### [AIM 1]
List each distinct email address that appears in the NetBSD bug-report email.
### [AIM 2]
Go on with the NetBSD bug-report email from the point at which it stops.

### [EXTRACT PROVIDED]
──────────

From: "J. Hannken-Illjes" <hannken@eis.cs.tu-bs.de>
To: gnats-bugs@NetBSD.org
Cc: jdbaker@mylinuxisp.com
Subject: Re: kern/46472: 5.1_STABLE/i386 panic after recent pull-ups
Date: Mon, 21 May 2012 18:20:59 +0200

 --Apple-Mail-4-680290231
 Content-Transfer-Encoding: 7bit
 Content-Type: text/plain;
 	charset=us-ascii

 John,

 could you add this diff to src/sys/ufs/ufs/ufs_vnops.c and post the result.
 Before the panic two or three vnodes should be printed.

 The output from `mount -v' is interesting too.

 --
 Juergen Hannken-Illjes - hannken@eis.cs.tu-bs.de - TU Braunschweig (Germany)


 --Apple-Mail-4-680290231
 Content-Disposition: attachment;
 	filename=ufs_vnops.diff
 Content-Type: application/octet-stream;
 	name="ufs_vnops.diff"
 Content-Transfer-Encoding: 7bit

 Index: ufs_vnops.c
 ===================================================================
 RCS file: /cvsroot/src/sys/ufs/ufs/ufs_vnops.c,v
 retrieving revision 1.169.4.2
 diff -p -u -2 -r1.169.4.2 ufs_vnops.c
 --- ufs_vnops.c	19 May 2012 17:28:29 -0000	1.169.4.2
 +++ ufs_vnops.c	21 May 2012 16:17:27 -0000
 @@ -1672,6 +1672,10 @@ ufs_rename(void *v)
  	 */
   	if (txp == NULL) {
 - 		if (tdp->i_dev != ip->i_dev)
 + 		if (tdp->i_dev != ip->i_dev) {
 +			printf("tdp->i_dev != ip->i_dev\n");
 +			VOP_PRINT(tdp);
 +			VOP_PRINT(ip);
  			panic("rename: EXDEV");
 +		}
  		/*
  		 * Account for ".." in new directory.
 @@ -1721,6 +1725,11 @@ ufs_rename(void *v)
  		VN_KNOTE(tdvp, NOTE_WRITE);
  	} else {
 - 		if (txp->i_dev != tdp->i_dev || txp->i_dev != ip->i_dev)
 + 		if (txp->i_dev != tdp->i_dev || txp->i_dev != ip->i_dev) {
 +			printf("txp->i_dev != tdp->i_dev || txp->i_dev != ip->i_dev\n");
 +			VOP_PRINT(txp);
 +			VOP_PRINT(tdp);
 +			VOP_PRINT(ip);
  			panic("rename: EXDEV");
 +		}
  		/*
  		 * Short circuit rename(foo, foo).

──────────

### [ROWS]
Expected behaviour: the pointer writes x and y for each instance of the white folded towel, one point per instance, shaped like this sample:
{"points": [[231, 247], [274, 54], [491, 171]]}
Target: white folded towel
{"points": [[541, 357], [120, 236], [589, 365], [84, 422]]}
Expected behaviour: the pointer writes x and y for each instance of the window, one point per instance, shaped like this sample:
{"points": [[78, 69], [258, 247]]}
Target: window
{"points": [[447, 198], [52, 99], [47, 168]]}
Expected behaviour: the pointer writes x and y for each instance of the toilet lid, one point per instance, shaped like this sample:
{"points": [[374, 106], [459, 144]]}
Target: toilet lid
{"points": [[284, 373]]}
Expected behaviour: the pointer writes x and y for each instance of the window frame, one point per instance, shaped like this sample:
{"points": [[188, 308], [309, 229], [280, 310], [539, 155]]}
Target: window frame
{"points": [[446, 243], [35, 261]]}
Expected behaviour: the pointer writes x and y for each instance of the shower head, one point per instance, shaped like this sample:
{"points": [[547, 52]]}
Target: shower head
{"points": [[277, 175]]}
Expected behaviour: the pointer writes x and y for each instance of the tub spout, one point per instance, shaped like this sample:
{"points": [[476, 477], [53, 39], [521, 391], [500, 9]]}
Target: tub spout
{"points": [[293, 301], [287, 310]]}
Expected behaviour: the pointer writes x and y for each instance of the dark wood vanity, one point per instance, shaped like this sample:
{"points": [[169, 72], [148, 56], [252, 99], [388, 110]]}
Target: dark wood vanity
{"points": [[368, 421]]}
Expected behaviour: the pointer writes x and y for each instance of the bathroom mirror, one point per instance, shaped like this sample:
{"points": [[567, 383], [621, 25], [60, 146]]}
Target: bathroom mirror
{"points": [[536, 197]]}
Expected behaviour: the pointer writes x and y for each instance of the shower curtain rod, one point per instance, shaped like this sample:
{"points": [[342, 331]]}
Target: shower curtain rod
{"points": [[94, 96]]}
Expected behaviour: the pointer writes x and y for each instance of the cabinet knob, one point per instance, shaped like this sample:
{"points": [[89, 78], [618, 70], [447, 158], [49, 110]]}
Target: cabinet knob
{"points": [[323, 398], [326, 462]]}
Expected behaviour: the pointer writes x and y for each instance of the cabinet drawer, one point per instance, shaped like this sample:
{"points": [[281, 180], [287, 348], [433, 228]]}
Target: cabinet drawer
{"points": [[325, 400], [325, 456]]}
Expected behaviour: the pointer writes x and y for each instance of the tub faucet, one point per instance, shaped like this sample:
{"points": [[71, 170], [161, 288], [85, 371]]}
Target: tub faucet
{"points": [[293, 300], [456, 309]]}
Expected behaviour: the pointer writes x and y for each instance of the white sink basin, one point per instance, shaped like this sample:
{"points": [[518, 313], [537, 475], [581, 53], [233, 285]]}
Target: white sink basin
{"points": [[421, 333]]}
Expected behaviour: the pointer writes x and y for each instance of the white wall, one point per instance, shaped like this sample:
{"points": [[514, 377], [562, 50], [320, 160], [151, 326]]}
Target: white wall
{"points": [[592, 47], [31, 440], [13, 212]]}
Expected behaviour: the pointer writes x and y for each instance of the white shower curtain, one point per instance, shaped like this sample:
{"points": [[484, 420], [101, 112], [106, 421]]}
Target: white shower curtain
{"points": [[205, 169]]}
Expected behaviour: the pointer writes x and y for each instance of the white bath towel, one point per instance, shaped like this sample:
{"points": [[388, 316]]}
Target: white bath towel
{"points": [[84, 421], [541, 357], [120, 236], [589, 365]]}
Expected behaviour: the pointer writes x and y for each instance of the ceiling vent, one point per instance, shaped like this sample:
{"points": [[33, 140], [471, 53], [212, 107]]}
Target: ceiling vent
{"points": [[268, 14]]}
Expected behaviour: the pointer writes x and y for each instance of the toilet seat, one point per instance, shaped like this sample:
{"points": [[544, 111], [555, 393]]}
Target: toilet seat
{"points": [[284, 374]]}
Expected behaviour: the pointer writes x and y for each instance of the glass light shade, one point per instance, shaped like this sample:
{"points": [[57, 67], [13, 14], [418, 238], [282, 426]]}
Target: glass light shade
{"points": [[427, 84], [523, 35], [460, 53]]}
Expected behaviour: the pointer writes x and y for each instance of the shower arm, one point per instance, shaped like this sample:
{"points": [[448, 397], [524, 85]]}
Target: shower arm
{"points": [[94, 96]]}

──────────

### [EXERCISE RESPONSE 1]
hannken@eis.cs.tu-bs.de
gnats-bugs@NetBSD.org
jdbaker@mylinuxisp.com

### [EXERCISE RESPONSE 2]
 --Apple-Mail-4-680290231--

From: "J. Hannken-Illjes" <hannken@eis.cs.tu-bs.de>
To: gnats-bugs@NetBSD.org
Cc: jdbaker@mylinuxisp.com,
 Brian Buhrow <buhrow@lothlorien.nfbcal.org>
Subject: Re: kern/46472: 5.1_STABLE/i386 panic after recent pull-ups
Date: Mon, 21 May 2012 18:41:13 +0200

 --Apple-Mail-6-681504006
 Content-Transfer-Encoding: 7bit
 Content-Type: text/plain;
 	charset=us-ascii

 ... and this diff could fix it -- Brian?

 --
 Juergen Hannken-Illjes - hannken@eis.cs.tu-bs.de - TU Braunschweig (Germany)


 --Apple-Mail-6-681504006
 Content-Disposition: attachment;
 	filename=ufs_vnops.diff
 Content-Type: application/octet-stream;
 	name="ufs_vnops.diff"
 Content-Transfer-Encoding: 7bit

 Index: ufs_vnops.c
 ===================================================================
 RCS file: /cvsroot/src/sys/ufs/ufs/ufs_vnops.c,v
 retrieving revision 1.169.4.2
 diff -p -u -2 -r1.169.4.2 ufs_vnops.c
 --- ufs_vnops.c	19 May 2012 17:28:29 -0000	1.169.4.2
 +++ ufs_vnops.c	21 May 2012 16:39:47 -0000
 @@ -1388,4 +1388,5 @@ ufs_rename(void *v)
   	if (fdvp->v_mount != tdvp->v_mount) {
  		error = EXDEV;
 +		goto abort;
  	}


 --Apple-Mail-6-681504006--

From: David Holland <dholland-bugs@netbsd.org>
To: gnats-bugs@NetBSD.org
Cc: 
Subject: Re: kern/46472: 5.1_STABLE/i386 panic after recent pull-ups
Date: Mon, 21 May 2012 17:10:44 +0000

 On Mon, May 21, 2012 at 04:45:03PM +0000, J. Hannken-Illjes wrote:
  >  @@ -1388,4 +1388,5 @@ ufs_rename(void *v)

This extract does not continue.